Write out the lines below once more, exactly as they appear. Do not include pictures.

*** Opening of Supplied data ***

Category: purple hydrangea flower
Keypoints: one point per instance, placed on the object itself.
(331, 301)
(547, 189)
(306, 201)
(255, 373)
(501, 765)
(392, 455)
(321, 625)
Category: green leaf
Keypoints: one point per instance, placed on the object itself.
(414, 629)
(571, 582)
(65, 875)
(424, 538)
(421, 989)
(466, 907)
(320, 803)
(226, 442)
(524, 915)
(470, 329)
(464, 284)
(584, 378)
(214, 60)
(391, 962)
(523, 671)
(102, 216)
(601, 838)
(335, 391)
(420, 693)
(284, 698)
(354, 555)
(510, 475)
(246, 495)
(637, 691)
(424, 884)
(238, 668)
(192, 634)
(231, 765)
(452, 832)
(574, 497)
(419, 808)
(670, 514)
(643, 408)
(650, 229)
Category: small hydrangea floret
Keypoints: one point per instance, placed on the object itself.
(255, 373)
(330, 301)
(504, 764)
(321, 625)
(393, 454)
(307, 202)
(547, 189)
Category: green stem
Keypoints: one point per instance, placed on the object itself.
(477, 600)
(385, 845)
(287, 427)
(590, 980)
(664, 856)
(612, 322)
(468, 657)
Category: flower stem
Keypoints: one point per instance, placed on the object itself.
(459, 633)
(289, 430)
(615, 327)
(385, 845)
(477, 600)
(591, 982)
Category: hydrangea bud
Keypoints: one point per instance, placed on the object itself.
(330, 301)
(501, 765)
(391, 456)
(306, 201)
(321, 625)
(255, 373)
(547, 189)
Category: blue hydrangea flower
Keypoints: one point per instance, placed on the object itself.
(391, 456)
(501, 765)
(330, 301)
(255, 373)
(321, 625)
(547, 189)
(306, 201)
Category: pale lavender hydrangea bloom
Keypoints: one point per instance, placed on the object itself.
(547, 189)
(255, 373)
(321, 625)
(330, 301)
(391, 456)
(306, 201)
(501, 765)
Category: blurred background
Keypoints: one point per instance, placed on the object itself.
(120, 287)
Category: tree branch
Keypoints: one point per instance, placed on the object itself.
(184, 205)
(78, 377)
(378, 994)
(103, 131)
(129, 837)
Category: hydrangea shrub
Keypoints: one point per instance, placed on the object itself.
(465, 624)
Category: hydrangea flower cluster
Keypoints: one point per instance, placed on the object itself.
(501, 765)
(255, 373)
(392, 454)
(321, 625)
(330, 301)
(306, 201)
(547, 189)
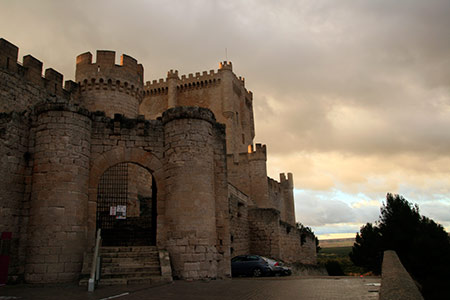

*** Close of Supplied data ***

The completed task:
Category: purple hydrangea flower
Keypoints: one point per instance, placed on the object itself.
(331, 301)
(547, 189)
(306, 201)
(255, 373)
(501, 765)
(392, 455)
(321, 625)
Category: green leaf
Keypoints: one point per instance, placed on the object itself.
(414, 629)
(571, 582)
(65, 875)
(424, 538)
(421, 989)
(466, 907)
(320, 803)
(226, 442)
(524, 915)
(470, 329)
(464, 284)
(584, 378)
(214, 60)
(391, 962)
(523, 671)
(102, 216)
(601, 838)
(335, 391)
(420, 693)
(284, 698)
(354, 555)
(510, 475)
(246, 495)
(637, 691)
(424, 884)
(238, 668)
(192, 634)
(231, 765)
(452, 832)
(574, 497)
(419, 808)
(670, 514)
(643, 408)
(650, 229)
Category: small hydrangea floret
Keypoints: one point per instance, placed on the object itself.
(255, 373)
(330, 301)
(504, 764)
(321, 625)
(393, 454)
(307, 202)
(547, 189)
Category: green stem
Keypoints: one point per instance, placed on the object itself.
(477, 600)
(385, 845)
(287, 427)
(590, 980)
(664, 856)
(612, 322)
(468, 657)
Category: flower stem
Keypoints: one point per instance, placed on the object itself.
(459, 633)
(289, 430)
(615, 327)
(385, 845)
(477, 600)
(591, 982)
Category: hydrangea bud
Keypoints: one point per instance, placed on the object itself.
(330, 301)
(501, 765)
(391, 456)
(306, 201)
(321, 625)
(255, 373)
(547, 189)
Category: blue hydrangea flower
Keypoints: one point per instance, placed on the object itself.
(391, 456)
(501, 765)
(330, 301)
(255, 373)
(321, 625)
(547, 189)
(306, 201)
Category: pale lavender hydrangea bloom
Keypoints: one point per instance, placed on the object itself.
(547, 189)
(255, 373)
(321, 625)
(330, 301)
(391, 456)
(306, 201)
(501, 765)
Category: blurred background
Keypoints: one point per instance, placed on the object itself.
(120, 287)
Category: tree branch
Keypoints: one point per instance, placed on the object itself.
(184, 205)
(78, 377)
(378, 994)
(103, 131)
(129, 837)
Category: hydrangea shrub
Keypoints: one point per instance, placed on the object itself.
(465, 624)
Category: hydrangea flower cluster
Keypoints: one point per instance, placed on the object itself.
(501, 765)
(255, 373)
(392, 454)
(321, 625)
(330, 301)
(306, 201)
(547, 189)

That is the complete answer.